## TAREFAS A REALIZAR
**1.** Segundo o texto sobre o campo de refugiados de Nakivale, qual é a área aproximada ocupada pelo campo?
**2.** Prossiga com o texto sobre o campo de refugiados de Nakivale a partir do ponto em que termina.

Foto: DW/S. Schlindwein
Uma cidade só para refugiados
O campo Nakivale no sudoeste do Uganda é o maior do país. Mais de 100 mil refugiados vivem numa área de cerca de 180 km² - é quase uma cidade. A terra, localizada na seca e praticamente inabitada savana, pertence ao Governo, que distribui as parcelas pelos refugiados, que podem construir as suas próprias casas.
Foto: DW/S. Schlindwein
Uma nova vida, junto aos compatriotas
Em Nakivale, os refugiados vivem em "distritos", de acordo com o seu país de origem. Desde o início da crise no Burundi no último ano, cerca de 22 mil burundeses procuraram asilo no Uganda. No campo de refugiados criaram uma "Pequena Bujumbura", batizada em honra à capital do seu país. Alguns deles vêm para o Uganda com todos os seus pertences e poupanças, para que possam começar uma nova vida.
Foto: DW/S. Schlindwein
Um novo mercado de trabalho
O centro de Nakivale é como uma pequena cidade: é possível encontrar carpinteiros, oficinas, alfaiates, cabeleireiros, lojas e farmácias. Muitos refugiados tentam retomar as profissões que tinham nos seus países de origem e há quem traga bens e ferramentas consigo e crie novos empregos.
Foto: DW/S. Schlindwein
Refugiados como fator económico
Um moleiro burundês trouxe consigo o seu moinho para o Uganda. Michel Tweramehezu, de 16 anos, também do Burundi, ficou feliz por encontrar um trabalho no campo. "Não há muito para fazer aqui", afirma. O Governo do Uganda vê os refugiados como um potencial ativo económico, não é necessário visto de trabalho. Tudo aquilo de que precisam é ter um papel ativo numa área económica.
Foto: DW/S. Schlindwein
As políticas poderosas da África Oriental
Yoweri Museveni, Presidente do Uganda, gosta de se apresentar como o 'avô da região' e mantém um conjunto de políticas fortes, onde os refugiados têm um papel de relevo. Ativistas da oposição e rebeldes dos países vizinhos estão no meio daqueles que procuram refúgio no Uganda, que está ciente das dimensões políticas das medidas que adota em relação aos refugiados.

(Registos do conjunto de dados)
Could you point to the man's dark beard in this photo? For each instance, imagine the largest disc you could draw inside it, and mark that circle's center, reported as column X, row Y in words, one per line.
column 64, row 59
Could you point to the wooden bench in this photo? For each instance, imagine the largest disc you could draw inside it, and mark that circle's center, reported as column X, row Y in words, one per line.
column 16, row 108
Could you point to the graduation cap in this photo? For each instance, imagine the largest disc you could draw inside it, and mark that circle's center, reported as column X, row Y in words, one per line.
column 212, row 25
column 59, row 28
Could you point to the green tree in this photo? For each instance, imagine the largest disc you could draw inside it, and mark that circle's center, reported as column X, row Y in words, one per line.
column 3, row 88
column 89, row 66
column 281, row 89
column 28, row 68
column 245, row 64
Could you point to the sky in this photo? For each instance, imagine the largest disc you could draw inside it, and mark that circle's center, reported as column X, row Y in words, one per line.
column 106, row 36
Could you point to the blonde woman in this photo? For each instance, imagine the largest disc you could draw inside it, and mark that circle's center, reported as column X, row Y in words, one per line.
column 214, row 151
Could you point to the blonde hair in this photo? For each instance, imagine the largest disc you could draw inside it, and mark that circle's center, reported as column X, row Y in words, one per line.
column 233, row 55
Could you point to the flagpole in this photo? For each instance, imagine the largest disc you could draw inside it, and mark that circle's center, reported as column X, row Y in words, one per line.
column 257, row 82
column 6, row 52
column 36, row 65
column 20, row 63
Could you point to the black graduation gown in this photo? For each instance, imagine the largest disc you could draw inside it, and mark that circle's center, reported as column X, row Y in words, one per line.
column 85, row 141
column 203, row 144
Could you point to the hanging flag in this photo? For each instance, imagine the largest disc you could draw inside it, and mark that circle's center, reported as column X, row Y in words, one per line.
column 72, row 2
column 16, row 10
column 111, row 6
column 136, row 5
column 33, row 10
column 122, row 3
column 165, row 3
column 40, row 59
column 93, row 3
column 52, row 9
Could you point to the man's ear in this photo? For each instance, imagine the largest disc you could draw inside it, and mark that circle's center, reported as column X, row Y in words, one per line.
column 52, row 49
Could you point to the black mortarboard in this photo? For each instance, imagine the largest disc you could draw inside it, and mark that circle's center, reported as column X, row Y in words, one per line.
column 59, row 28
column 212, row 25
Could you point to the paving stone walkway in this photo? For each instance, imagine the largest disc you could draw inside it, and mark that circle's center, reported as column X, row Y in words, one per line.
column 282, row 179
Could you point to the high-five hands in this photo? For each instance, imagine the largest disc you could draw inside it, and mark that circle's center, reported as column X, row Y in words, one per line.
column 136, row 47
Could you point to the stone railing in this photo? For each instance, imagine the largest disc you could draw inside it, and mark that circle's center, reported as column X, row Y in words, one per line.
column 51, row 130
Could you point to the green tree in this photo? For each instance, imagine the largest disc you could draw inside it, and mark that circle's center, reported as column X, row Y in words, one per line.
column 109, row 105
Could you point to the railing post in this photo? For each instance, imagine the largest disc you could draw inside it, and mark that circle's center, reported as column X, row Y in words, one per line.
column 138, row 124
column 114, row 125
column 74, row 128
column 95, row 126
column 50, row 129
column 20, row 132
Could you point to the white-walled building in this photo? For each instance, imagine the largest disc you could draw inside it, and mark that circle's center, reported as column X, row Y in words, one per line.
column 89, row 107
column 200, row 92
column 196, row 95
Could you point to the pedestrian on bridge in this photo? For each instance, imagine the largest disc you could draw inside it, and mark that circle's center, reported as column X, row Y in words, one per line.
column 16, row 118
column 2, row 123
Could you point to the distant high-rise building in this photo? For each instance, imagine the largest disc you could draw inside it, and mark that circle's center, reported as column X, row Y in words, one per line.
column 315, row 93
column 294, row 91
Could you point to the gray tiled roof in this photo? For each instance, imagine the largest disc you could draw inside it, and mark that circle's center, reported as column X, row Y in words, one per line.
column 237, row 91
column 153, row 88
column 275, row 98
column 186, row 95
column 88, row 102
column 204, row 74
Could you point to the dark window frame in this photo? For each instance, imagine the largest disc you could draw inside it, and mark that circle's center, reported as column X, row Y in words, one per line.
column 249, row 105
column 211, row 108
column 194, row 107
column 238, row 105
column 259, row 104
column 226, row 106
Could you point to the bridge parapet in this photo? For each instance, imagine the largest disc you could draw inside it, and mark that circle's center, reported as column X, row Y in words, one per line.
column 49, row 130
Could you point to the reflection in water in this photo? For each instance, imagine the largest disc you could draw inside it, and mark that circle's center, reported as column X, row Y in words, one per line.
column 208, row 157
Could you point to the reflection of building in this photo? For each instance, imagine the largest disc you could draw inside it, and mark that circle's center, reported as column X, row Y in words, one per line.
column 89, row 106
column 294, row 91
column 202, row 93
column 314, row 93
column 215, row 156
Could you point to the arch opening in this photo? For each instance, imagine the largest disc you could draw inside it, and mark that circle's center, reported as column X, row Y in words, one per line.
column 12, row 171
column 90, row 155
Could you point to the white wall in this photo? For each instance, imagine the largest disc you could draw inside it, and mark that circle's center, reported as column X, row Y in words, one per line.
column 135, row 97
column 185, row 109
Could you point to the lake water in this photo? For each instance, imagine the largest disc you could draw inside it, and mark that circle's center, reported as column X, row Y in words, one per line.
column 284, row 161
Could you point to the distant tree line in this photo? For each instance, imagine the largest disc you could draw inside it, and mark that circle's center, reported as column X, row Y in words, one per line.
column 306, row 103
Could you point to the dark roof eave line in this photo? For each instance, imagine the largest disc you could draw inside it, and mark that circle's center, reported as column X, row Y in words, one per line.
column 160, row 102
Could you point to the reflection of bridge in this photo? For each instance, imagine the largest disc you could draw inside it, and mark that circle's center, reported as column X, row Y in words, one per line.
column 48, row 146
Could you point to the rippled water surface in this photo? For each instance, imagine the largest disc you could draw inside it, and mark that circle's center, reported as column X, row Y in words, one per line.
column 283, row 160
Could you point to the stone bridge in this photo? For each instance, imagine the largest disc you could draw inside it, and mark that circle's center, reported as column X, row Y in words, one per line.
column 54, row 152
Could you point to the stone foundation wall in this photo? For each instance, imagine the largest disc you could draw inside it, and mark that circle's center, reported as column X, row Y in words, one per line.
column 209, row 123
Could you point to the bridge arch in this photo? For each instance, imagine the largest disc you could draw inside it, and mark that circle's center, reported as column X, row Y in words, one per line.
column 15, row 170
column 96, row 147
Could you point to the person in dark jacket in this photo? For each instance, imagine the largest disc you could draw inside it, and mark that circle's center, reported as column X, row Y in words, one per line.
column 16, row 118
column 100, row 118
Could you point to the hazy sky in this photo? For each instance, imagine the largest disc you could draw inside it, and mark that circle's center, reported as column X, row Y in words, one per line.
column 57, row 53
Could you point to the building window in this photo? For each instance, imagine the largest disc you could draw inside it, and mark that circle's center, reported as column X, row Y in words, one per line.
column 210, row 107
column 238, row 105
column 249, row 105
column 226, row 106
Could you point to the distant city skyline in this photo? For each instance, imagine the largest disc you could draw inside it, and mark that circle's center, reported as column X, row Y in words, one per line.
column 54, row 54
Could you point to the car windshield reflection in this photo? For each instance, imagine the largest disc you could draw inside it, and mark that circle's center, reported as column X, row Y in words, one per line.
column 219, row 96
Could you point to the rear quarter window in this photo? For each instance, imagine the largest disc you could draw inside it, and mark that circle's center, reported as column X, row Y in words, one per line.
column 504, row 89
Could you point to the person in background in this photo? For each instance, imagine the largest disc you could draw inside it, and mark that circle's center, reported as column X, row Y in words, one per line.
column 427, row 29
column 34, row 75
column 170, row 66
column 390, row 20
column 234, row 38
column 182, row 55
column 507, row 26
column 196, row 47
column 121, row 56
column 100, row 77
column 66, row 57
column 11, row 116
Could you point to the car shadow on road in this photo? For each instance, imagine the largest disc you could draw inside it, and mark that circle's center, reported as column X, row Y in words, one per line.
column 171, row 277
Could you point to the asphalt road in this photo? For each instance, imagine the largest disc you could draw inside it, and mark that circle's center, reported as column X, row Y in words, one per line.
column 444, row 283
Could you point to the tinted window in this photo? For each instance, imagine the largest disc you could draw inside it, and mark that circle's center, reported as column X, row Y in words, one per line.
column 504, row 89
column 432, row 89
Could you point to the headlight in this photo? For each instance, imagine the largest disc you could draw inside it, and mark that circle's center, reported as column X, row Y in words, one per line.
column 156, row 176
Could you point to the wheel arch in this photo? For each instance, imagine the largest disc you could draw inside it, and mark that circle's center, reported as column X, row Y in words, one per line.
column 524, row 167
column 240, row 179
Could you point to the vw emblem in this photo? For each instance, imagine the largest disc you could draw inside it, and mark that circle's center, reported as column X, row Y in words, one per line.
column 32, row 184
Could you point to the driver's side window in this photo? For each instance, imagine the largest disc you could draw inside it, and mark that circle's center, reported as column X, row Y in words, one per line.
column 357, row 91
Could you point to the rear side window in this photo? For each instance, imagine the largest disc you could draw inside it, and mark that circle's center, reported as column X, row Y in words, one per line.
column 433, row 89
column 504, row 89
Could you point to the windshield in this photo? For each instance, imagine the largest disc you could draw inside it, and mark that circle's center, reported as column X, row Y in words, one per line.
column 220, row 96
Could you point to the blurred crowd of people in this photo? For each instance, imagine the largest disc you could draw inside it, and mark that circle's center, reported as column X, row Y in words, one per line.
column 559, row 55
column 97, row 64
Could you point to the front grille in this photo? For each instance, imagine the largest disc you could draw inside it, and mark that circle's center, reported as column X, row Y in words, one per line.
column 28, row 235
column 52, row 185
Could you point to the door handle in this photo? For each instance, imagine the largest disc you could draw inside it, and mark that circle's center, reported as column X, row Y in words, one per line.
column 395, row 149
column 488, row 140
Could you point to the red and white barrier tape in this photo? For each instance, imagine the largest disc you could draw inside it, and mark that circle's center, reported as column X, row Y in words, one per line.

## RESPOSTAS ESCRITAS
**1.** Cerca de 180 km².

**2.**
Foto: DW/S. Schlindwein
Desporto contra o ódio
Nos campos, os conflitos continuam: os Hutus e os Tutsis, do Ruanda, continuam a viver em diferentes distritos de Nakivale. Desentendimentos ocorrem com frequência, e é aí que a polícia do campo tem de atuar e mediar. O desporto é uma das formas usadas para reconciliar os povos. As competições de breakdance, um centro para a juventude e uma estação de rádio também ajudam a reduzir a violência.
Foto: DW/S. Schlindwein
Escassez de quase tudo
Olive Nyirandambyza saiu do leste da República Democrática do Congo (RDC) em 2007. Cinco dos filhos da mulher com 38 anos nasceram em Nakivale. Ela recebe 50 kg de milho mensalmente do Programa Alimentar Mundial das Nações Unidas. "Muitas vezes, não é suficiente e o meu marido tem de ir até à cidade trabalhar para os ugandenses", diz. Falta-lhe sabão, produtos de higiene e medicamentos.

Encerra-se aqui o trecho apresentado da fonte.